# Data supplied:
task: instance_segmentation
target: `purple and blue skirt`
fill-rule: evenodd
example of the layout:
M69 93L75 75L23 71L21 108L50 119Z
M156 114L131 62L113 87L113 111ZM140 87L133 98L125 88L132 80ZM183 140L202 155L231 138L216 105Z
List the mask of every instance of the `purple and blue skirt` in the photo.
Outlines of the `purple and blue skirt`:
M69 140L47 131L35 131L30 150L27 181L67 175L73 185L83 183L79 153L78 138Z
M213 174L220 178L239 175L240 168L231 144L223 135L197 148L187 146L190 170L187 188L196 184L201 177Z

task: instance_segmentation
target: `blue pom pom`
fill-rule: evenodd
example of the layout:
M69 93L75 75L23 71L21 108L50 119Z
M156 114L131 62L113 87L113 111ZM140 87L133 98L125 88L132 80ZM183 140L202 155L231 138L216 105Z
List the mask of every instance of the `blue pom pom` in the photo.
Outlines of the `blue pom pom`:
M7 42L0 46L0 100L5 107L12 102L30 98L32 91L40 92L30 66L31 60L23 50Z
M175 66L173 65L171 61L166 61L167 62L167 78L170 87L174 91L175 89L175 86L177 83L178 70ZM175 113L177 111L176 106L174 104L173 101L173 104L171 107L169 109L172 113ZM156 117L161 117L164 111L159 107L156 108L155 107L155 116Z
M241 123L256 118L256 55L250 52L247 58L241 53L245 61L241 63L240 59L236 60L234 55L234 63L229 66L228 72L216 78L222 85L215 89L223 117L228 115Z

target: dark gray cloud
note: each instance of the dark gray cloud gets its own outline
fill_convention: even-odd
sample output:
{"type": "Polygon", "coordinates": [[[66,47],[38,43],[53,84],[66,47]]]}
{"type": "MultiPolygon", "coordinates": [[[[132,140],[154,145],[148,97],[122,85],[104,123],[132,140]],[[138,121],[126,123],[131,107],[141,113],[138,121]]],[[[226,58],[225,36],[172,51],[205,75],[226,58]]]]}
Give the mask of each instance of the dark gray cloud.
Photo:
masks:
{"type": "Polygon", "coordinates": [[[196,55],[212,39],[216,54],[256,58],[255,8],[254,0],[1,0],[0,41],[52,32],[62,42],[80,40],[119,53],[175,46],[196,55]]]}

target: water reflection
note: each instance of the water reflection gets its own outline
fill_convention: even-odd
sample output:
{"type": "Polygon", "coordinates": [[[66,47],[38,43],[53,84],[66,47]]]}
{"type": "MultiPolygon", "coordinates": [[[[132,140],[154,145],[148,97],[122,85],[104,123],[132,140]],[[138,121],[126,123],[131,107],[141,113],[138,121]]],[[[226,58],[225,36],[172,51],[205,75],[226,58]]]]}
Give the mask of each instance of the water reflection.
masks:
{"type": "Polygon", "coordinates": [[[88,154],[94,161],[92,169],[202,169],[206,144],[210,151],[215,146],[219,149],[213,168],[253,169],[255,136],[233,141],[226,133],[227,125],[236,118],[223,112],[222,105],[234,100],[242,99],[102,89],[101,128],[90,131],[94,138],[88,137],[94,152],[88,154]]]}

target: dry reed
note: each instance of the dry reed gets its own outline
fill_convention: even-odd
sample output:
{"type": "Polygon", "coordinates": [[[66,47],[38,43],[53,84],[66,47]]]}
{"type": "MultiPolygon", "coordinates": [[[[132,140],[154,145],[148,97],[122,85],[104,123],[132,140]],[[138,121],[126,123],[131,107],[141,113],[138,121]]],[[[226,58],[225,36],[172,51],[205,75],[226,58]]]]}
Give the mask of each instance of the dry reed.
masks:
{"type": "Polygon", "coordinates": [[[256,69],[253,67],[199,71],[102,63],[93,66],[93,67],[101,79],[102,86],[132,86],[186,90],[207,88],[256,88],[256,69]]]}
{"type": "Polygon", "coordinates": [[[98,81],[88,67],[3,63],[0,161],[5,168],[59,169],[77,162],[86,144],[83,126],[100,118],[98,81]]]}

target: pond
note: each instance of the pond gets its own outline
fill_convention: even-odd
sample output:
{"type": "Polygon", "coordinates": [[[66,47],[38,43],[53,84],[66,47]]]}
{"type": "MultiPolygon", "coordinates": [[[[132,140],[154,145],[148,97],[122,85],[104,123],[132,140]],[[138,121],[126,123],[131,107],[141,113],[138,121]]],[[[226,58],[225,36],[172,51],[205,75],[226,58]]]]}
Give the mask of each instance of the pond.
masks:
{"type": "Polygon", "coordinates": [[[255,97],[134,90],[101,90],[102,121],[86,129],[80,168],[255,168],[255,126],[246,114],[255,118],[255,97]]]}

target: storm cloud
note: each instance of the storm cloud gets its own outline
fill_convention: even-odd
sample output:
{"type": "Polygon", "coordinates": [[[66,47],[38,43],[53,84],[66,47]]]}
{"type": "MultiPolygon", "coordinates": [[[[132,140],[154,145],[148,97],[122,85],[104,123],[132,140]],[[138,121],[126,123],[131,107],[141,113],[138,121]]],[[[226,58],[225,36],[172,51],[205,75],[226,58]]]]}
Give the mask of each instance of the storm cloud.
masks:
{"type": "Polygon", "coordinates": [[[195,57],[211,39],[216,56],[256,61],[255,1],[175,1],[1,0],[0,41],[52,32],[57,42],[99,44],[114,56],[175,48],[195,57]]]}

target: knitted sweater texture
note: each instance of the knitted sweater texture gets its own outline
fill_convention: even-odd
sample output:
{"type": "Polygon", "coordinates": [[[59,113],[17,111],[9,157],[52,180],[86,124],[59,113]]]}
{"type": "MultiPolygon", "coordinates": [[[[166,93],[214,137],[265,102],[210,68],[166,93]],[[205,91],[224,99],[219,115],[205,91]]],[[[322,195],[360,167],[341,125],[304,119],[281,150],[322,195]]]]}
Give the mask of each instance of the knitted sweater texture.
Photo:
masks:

# Short problem:
Render every line of the material above as a JSON list of strings, with one string per line and blank lines omitted.

# Expected answer:
[
  "task: instance_segmentation",
  "target: `purple and blue skirt`",
  "fill-rule: evenodd",
  "example of the layout:",
  "M69 93L75 75L23 71L21 108L50 119Z",
  "M156 114L131 62L113 87L113 111ZM140 87L133 98L125 88L132 80ZM183 140L202 155L231 138L216 105Z",
  "List the mask of every instance of the `purple and blue skirt` in the photo.",
  "Outlines of the `purple and blue skirt`:",
  "M69 140L47 131L35 131L30 150L27 181L67 175L73 185L83 183L79 153L78 138Z",
  "M213 174L220 178L239 175L240 168L231 144L223 135L197 148L187 146L190 170L187 188L196 184L201 177Z",
  "task: instance_segmentation",
  "target: `blue pom pom`",
  "fill-rule: evenodd",
  "example of the layout:",
  "M69 93L75 75L23 71L21 108L50 119Z",
  "M156 114L131 62L113 87L113 111ZM140 87L133 98L125 88L132 80ZM183 140L202 155L231 138L216 105Z",
  "List the mask of every instance of the `blue pom pom` in the photo.",
  "Outlines of the `blue pom pom`:",
  "M7 42L0 46L0 100L5 107L12 102L30 98L32 91L40 92L30 66L31 60L23 50Z",
  "M175 66L173 65L171 61L166 61L167 62L167 78L170 87L174 91L175 89L175 86L177 83L178 70ZM175 113L177 111L176 106L174 104L173 101L173 104L171 107L169 109L172 113ZM156 117L161 117L164 111L159 107L156 108L155 107L155 116Z",
  "M241 123L256 118L256 55L250 52L247 58L241 53L245 61L241 63L240 59L236 60L234 55L234 63L229 66L228 72L216 78L222 85L215 89L223 117L228 115Z",
  "target: dark gray cloud",
  "note: each instance of the dark gray cloud gets its own outline",
  "fill_convention: even-odd",
  "sample output:",
  "{\"type\": \"Polygon\", \"coordinates\": [[[66,47],[38,43],[53,84],[66,47]]]}",
  "{\"type\": \"MultiPolygon\", \"coordinates\": [[[[132,140],[154,145],[148,97],[122,85],[104,123],[132,140]],[[138,121],[126,123],[131,107],[141,113],[138,121]]],[[[226,58],[225,36],[172,51],[205,75],[226,58]]]]}",
  "Give the mask of each instance of the dark gray cloud.",
  "Photo:",
  "masks:",
  "{\"type\": \"Polygon\", \"coordinates\": [[[196,55],[212,39],[216,54],[256,58],[255,8],[254,0],[1,0],[0,41],[52,32],[62,42],[80,40],[119,53],[175,46],[196,55]]]}",
  "target: water reflection",
  "note: each instance of the water reflection gets its own outline",
  "fill_convention: even-odd",
  "sample output:",
  "{\"type\": \"Polygon\", \"coordinates\": [[[66,47],[38,43],[53,84],[66,47]]]}",
  "{\"type\": \"MultiPolygon\", \"coordinates\": [[[[132,140],[154,145],[148,97],[122,85],[104,123],[132,140]],[[138,121],[126,123],[131,107],[141,113],[138,121]]],[[[226,58],[225,36],[172,51],[205,75],[226,58]]]]}",
  "Give the mask of each instance of the water reflection.",
  "masks:",
  "{\"type\": \"Polygon\", \"coordinates\": [[[88,154],[94,161],[92,169],[202,169],[206,144],[210,151],[215,146],[219,149],[213,168],[253,169],[255,136],[233,141],[226,133],[227,125],[236,118],[223,112],[222,105],[234,100],[242,99],[102,89],[101,128],[90,131],[94,138],[88,137],[94,152],[88,154]]]}",
  "target: dry reed",
  "note: each instance of the dry reed gets its own outline",
  "fill_convention: even-odd",
  "sample output:",
  "{\"type\": \"Polygon\", \"coordinates\": [[[66,47],[38,43],[53,84],[66,47]]]}",
  "{\"type\": \"MultiPolygon\", \"coordinates\": [[[[132,140],[154,145],[148,97],[122,85],[104,123],[132,140]],[[138,121],[126,123],[131,107],[141,113],[138,121]]],[[[226,58],[225,36],[172,51],[205,75],[226,58]]]]}",
  "Give the mask of each instance of the dry reed.",
  "masks:",
  "{\"type\": \"Polygon\", \"coordinates\": [[[256,69],[253,67],[199,71],[102,63],[93,66],[93,67],[101,79],[102,86],[132,86],[186,90],[207,88],[256,88],[256,69]]]}",
  "{\"type\": \"Polygon\", \"coordinates\": [[[98,81],[88,67],[3,63],[0,161],[5,168],[59,169],[77,162],[86,144],[83,126],[100,118],[98,81]]]}",
  "target: pond",
  "note: each instance of the pond gets its own outline",
  "fill_convention: even-odd",
  "sample output:",
  "{\"type\": \"Polygon\", \"coordinates\": [[[66,47],[38,43],[53,84],[66,47]]]}",
  "{\"type\": \"MultiPolygon\", \"coordinates\": [[[[132,140],[154,145],[148,97],[122,85],[104,123],[132,140]],[[138,121],[126,123],[131,107],[141,113],[138,121]]],[[[226,58],[225,36],[172,51],[205,75],[226,58]]]]}",
  "Give the mask of each instance of the pond.",
  "masks:",
  "{\"type\": \"Polygon\", \"coordinates\": [[[255,97],[134,90],[101,90],[102,121],[86,129],[80,168],[255,168],[255,126],[246,114],[255,118],[255,97]]]}",
  "target: storm cloud",
  "note: each instance of the storm cloud gets its own outline",
  "fill_convention: even-odd",
  "sample output:",
  "{\"type\": \"Polygon\", \"coordinates\": [[[66,47],[38,43],[53,84],[66,47]]]}",
  "{\"type\": \"MultiPolygon\", \"coordinates\": [[[[132,140],[154,145],[148,97],[122,85],[104,123],[132,140]],[[138,121],[126,123],[131,107],[141,113],[138,121]]],[[[226,58],[225,36],[172,51],[205,75],[226,58]]]]}",
  "Give the mask of each instance of the storm cloud.",
  "masks:",
  "{\"type\": \"Polygon\", \"coordinates\": [[[195,57],[211,39],[216,56],[256,61],[255,1],[175,1],[1,0],[0,41],[52,32],[57,42],[99,44],[114,56],[175,48],[195,57]]]}",
  "target: knitted sweater texture",
  "note: each instance of the knitted sweater texture gets its own outline",
  "fill_convention: even-odd",
  "sample output:",
  "{\"type\": \"Polygon\", \"coordinates\": [[[59,113],[17,111],[9,157],[52,180],[86,124],[59,113]]]}",
  "{\"type\": \"MultiPolygon\", \"coordinates\": [[[[166,93],[214,137],[265,102],[210,68],[166,93]],[[205,91],[224,99],[219,115],[205,91]]],[[[322,195],[360,167],[341,125],[304,119],[281,150],[322,195]]]]}",
  "Give the mask of each instance of the knitted sweater texture.",
  "Photo:",
  "masks:"
]